Page —
# costume class ideas?



## JDJumper (Aug 27, 2012)

So there is a funniest, cutest and most unusual prizes. I was thinking an angel for funniest but since the judge isn't from our barn they wouldn't understand why it is funny. Any ideas? I would like to do funniest or cutest. A little bit about the horse... he is a fat pony. he has a lot of mane and it is very thick. He is a bay. Fjord, haflinger, Icelandic pony. I'll see if my phone lets me post a photo. Please EASY costume ideas!!


----------



## JDJumper (Aug 27, 2012)

This is him


----------



## JDJumper (Aug 27, 2012)

What his face looks like.


----------



## ThunderingHooves (Aug 10, 2013)

several years ago I did a hula outfit for my gelding. I had him in a grass skirt, flowers around his pasterns, flowers around his ears, and a coconut bra on his chest. We ended up getting the funniest award. Another one I was in the process of making, but never got to finish was a nyan horse. Only thing is, is that you have to be familiar with nyan cat. I was going to use cardboard to make a poptart body and put rainbow ribbion in Angel's mane and tail. Also check out pinterest, they have a lot of ideas there.

Actions to take —
[1] From the costume thread, list each piece of the hula outfit worn by the gelding.
[2] Please reproduce the part of the costume thread that opens with the words containing "## ThunderingHooves (Aug" and closes with "of ideas there.".

Supplied records —
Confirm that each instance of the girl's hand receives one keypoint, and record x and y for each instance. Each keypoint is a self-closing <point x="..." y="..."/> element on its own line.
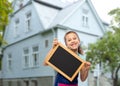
<point x="86" y="66"/>
<point x="55" y="42"/>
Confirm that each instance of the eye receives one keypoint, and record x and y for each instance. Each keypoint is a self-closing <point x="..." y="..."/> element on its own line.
<point x="74" y="38"/>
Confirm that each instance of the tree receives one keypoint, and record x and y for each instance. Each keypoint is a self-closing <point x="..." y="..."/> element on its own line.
<point x="5" y="10"/>
<point x="107" y="49"/>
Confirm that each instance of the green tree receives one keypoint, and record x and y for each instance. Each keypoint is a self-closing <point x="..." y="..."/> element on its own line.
<point x="107" y="49"/>
<point x="5" y="10"/>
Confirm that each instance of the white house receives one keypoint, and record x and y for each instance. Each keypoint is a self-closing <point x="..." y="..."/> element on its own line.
<point x="33" y="26"/>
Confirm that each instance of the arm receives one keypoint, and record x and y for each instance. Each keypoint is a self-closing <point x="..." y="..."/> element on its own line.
<point x="84" y="71"/>
<point x="55" y="42"/>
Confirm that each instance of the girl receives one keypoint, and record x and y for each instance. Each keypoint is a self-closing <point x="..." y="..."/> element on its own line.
<point x="72" y="42"/>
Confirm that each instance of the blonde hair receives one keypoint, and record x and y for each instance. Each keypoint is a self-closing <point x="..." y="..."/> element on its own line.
<point x="79" y="48"/>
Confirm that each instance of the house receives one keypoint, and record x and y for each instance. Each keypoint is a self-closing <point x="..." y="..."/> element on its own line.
<point x="33" y="26"/>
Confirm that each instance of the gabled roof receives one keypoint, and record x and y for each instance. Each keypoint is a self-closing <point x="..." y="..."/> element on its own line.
<point x="66" y="12"/>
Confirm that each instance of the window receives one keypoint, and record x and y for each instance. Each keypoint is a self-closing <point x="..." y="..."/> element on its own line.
<point x="85" y="21"/>
<point x="85" y="18"/>
<point x="16" y="32"/>
<point x="9" y="62"/>
<point x="26" y="83"/>
<point x="26" y="57"/>
<point x="9" y="83"/>
<point x="46" y="43"/>
<point x="28" y="21"/>
<point x="35" y="56"/>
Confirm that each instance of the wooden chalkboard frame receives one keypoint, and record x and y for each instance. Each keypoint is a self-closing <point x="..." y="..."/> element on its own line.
<point x="52" y="57"/>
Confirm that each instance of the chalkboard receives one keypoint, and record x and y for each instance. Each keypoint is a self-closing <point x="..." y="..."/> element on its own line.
<point x="64" y="61"/>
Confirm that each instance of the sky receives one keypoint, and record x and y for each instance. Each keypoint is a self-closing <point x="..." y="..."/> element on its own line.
<point x="103" y="7"/>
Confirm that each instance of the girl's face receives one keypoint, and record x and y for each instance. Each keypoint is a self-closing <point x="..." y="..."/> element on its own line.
<point x="72" y="41"/>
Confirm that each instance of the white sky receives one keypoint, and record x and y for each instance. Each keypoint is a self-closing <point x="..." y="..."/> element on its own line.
<point x="103" y="7"/>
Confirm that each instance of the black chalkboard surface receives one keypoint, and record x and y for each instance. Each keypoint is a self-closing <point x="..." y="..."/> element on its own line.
<point x="64" y="61"/>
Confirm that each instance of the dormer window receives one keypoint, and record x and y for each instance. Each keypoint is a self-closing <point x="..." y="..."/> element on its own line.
<point x="16" y="27"/>
<point x="85" y="18"/>
<point x="85" y="21"/>
<point x="28" y="22"/>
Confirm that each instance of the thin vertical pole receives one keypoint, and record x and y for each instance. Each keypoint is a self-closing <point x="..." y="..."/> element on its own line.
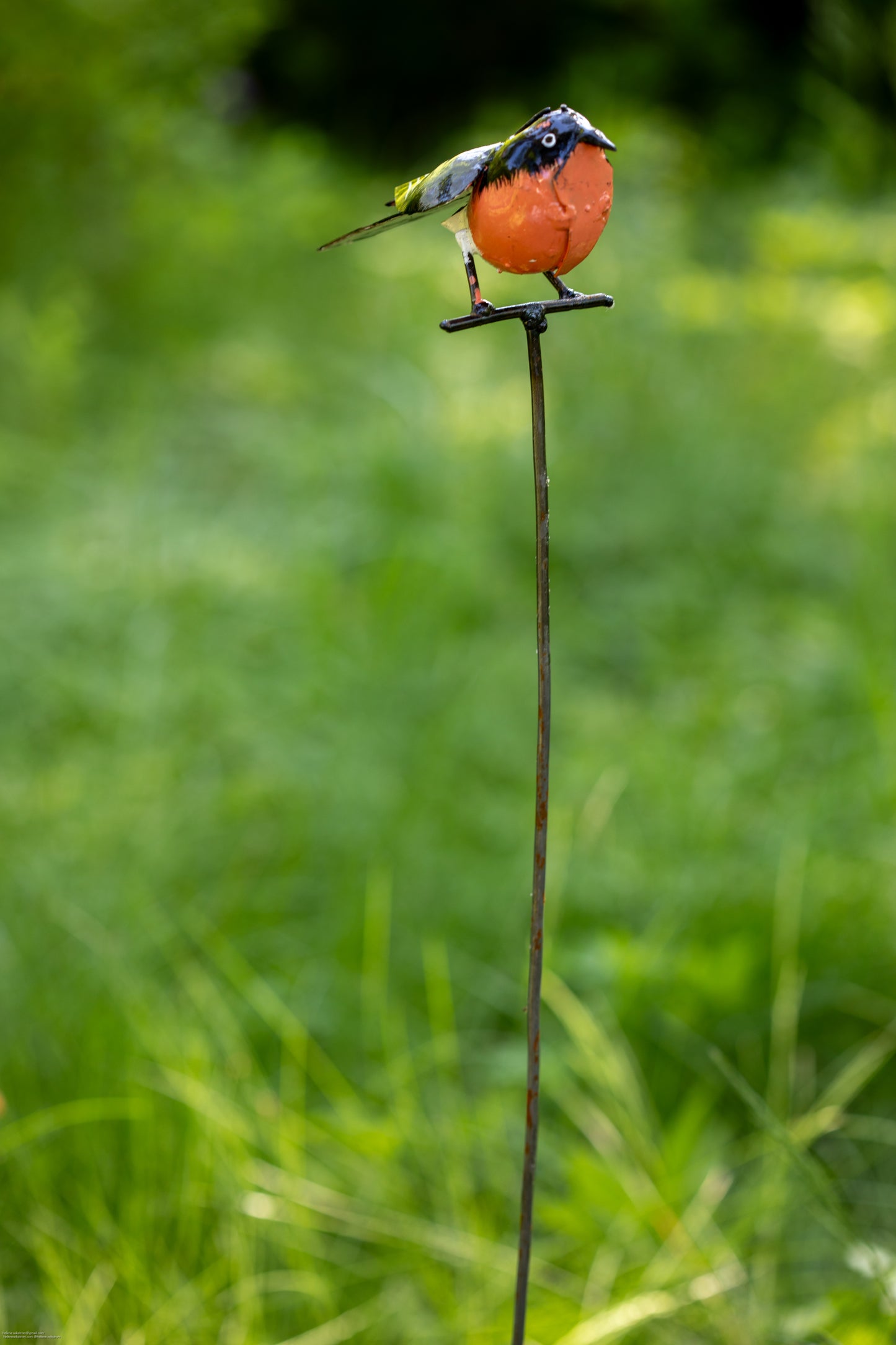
<point x="535" y="324"/>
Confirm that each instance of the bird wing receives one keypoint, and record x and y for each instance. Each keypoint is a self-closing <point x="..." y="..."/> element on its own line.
<point x="449" y="183"/>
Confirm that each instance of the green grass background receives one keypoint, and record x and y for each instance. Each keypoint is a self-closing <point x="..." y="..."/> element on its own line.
<point x="268" y="752"/>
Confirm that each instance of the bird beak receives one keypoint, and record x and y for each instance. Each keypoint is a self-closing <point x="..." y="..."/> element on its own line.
<point x="597" y="138"/>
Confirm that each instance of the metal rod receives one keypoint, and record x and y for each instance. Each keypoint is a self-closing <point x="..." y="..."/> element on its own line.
<point x="534" y="318"/>
<point x="523" y="311"/>
<point x="536" y="934"/>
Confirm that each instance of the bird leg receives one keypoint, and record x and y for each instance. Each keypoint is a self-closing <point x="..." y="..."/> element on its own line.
<point x="563" y="291"/>
<point x="459" y="228"/>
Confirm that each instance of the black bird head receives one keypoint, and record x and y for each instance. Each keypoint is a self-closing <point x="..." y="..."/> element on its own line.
<point x="546" y="143"/>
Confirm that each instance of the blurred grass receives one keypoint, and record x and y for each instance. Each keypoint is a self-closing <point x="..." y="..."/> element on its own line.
<point x="268" y="746"/>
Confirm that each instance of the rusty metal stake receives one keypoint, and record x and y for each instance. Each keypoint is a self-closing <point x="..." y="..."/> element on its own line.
<point x="534" y="318"/>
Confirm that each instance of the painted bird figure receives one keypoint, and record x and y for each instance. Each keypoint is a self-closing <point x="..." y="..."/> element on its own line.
<point x="538" y="201"/>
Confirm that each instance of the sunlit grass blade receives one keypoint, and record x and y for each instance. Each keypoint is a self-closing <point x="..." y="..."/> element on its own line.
<point x="79" y="1111"/>
<point x="373" y="1223"/>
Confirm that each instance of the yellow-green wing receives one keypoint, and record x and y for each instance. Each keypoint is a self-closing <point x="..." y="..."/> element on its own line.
<point x="446" y="183"/>
<point x="450" y="183"/>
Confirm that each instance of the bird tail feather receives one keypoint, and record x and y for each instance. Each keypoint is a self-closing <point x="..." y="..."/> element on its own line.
<point x="379" y="226"/>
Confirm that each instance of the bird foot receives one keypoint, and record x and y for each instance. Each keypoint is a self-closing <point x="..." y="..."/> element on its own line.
<point x="562" y="288"/>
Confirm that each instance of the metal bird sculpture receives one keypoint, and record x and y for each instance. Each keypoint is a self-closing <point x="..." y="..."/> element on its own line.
<point x="538" y="201"/>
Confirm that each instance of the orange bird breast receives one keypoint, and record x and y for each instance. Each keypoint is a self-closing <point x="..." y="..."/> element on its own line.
<point x="543" y="222"/>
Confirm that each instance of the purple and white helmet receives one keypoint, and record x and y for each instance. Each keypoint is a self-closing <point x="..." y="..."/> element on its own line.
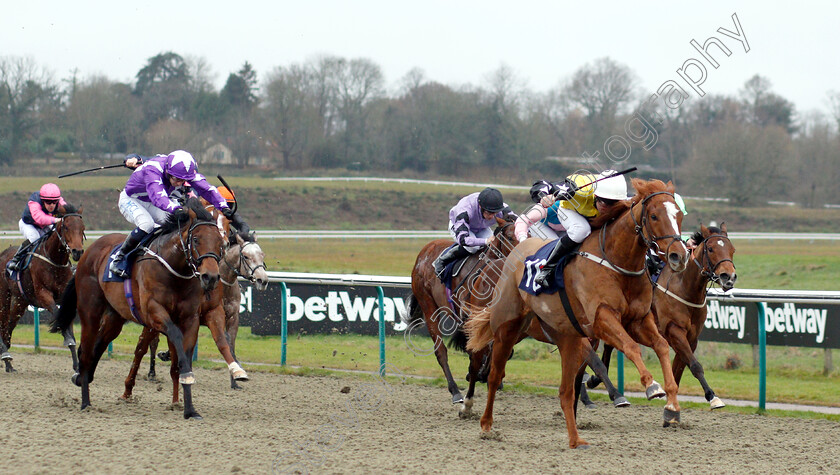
<point x="181" y="165"/>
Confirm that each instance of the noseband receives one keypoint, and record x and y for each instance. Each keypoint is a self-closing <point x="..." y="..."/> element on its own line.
<point x="707" y="269"/>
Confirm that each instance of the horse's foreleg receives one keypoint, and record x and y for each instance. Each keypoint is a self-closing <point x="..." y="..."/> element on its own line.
<point x="215" y="321"/>
<point x="139" y="351"/>
<point x="685" y="355"/>
<point x="572" y="351"/>
<point x="647" y="333"/>
<point x="503" y="340"/>
<point x="152" y="376"/>
<point x="607" y="327"/>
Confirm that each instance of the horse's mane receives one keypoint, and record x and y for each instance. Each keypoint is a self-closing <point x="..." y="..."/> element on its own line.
<point x="698" y="235"/>
<point x="172" y="223"/>
<point x="644" y="188"/>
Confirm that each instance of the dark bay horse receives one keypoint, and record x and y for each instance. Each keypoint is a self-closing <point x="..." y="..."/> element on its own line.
<point x="429" y="299"/>
<point x="220" y="312"/>
<point x="679" y="303"/>
<point x="168" y="283"/>
<point x="43" y="281"/>
<point x="609" y="295"/>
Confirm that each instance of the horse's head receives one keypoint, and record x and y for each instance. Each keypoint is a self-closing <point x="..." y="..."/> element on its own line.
<point x="505" y="233"/>
<point x="252" y="261"/>
<point x="71" y="230"/>
<point x="202" y="244"/>
<point x="713" y="254"/>
<point x="659" y="221"/>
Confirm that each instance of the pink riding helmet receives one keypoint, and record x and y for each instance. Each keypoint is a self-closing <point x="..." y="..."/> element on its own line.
<point x="50" y="191"/>
<point x="181" y="165"/>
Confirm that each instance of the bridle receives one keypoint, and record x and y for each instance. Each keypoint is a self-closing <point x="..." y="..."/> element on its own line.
<point x="640" y="228"/>
<point x="243" y="263"/>
<point x="709" y="269"/>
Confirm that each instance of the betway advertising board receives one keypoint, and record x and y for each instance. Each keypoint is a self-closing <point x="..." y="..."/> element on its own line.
<point x="324" y="309"/>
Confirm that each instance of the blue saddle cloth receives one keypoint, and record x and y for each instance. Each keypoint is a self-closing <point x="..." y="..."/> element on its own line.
<point x="534" y="263"/>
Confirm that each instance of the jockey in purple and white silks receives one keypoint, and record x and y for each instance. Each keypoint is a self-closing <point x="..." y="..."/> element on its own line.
<point x="470" y="223"/>
<point x="145" y="201"/>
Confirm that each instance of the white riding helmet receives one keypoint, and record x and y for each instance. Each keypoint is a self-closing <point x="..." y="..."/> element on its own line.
<point x="614" y="188"/>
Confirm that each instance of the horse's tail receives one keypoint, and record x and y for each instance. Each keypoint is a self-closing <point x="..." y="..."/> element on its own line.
<point x="67" y="311"/>
<point x="478" y="329"/>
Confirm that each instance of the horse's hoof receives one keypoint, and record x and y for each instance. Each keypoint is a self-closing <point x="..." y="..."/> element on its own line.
<point x="621" y="401"/>
<point x="654" y="391"/>
<point x="187" y="378"/>
<point x="671" y="418"/>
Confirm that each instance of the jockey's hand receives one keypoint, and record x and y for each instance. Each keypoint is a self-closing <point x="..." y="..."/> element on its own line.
<point x="133" y="161"/>
<point x="547" y="200"/>
<point x="180" y="214"/>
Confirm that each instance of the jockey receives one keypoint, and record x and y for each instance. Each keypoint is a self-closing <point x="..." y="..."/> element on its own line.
<point x="38" y="216"/>
<point x="539" y="222"/>
<point x="579" y="202"/>
<point x="469" y="225"/>
<point x="145" y="200"/>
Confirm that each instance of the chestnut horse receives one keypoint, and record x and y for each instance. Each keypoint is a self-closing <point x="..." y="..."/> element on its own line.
<point x="43" y="281"/>
<point x="220" y="313"/>
<point x="429" y="297"/>
<point x="679" y="303"/>
<point x="168" y="283"/>
<point x="610" y="298"/>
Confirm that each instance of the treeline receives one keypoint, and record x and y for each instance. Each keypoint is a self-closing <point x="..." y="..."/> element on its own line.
<point x="332" y="112"/>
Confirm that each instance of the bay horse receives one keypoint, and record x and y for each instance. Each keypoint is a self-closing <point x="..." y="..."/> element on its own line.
<point x="610" y="301"/>
<point x="170" y="279"/>
<point x="679" y="303"/>
<point x="220" y="312"/>
<point x="429" y="300"/>
<point x="43" y="281"/>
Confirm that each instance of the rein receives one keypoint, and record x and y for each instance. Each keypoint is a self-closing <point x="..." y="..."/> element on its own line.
<point x="639" y="229"/>
<point x="188" y="249"/>
<point x="242" y="264"/>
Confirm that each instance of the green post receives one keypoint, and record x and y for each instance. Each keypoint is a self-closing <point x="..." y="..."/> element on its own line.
<point x="619" y="368"/>
<point x="762" y="357"/>
<point x="284" y="323"/>
<point x="381" y="296"/>
<point x="36" y="312"/>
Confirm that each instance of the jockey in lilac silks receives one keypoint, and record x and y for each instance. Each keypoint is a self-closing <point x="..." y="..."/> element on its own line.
<point x="145" y="201"/>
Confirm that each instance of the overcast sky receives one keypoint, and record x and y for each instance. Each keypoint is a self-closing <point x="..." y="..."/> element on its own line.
<point x="455" y="43"/>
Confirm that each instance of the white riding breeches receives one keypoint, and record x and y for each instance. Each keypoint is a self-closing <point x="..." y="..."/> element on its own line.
<point x="145" y="216"/>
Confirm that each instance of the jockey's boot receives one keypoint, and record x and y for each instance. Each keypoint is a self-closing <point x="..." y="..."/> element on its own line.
<point x="448" y="256"/>
<point x="119" y="266"/>
<point x="564" y="246"/>
<point x="14" y="262"/>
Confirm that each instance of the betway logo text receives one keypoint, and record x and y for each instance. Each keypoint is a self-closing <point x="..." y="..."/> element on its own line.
<point x="790" y="319"/>
<point x="726" y="317"/>
<point x="339" y="306"/>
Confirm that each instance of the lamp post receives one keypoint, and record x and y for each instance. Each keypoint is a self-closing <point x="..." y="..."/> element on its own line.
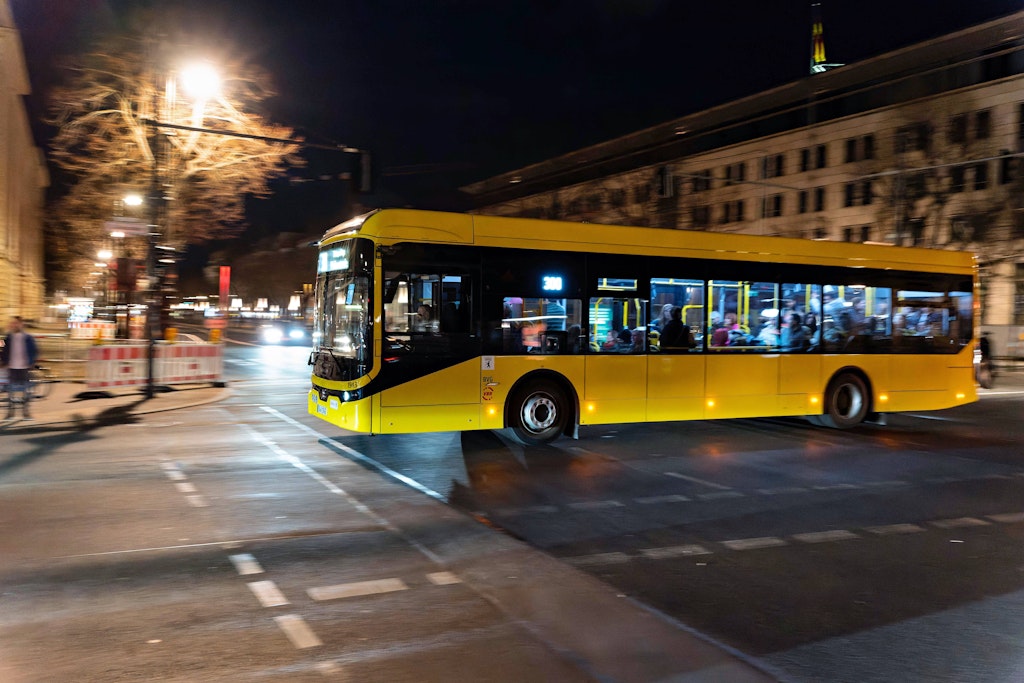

Responses to the exercise —
[1]
- a grass skirt
- flowers around his pasterns
- flowers around his ears
- a coconut bra on his chest

[2]
## ThunderingHooves (Aug 10, 2013)

several years ago I did a hula outfit for my gelding. I had him in a grass skirt, flowers around his pasterns, flowers around his ears, and a coconut bra on his chest. We ended up getting the funniest award. Another one I was in the process of making, but never got to finish was a nyan horse. Only thing is, is that you have to be familiar with nyan cat. I was going to use cardboard to make a poptart body and put rainbow ribbion in Angel's mane and tail. Also check out pinterest, they have a lot of ideas there.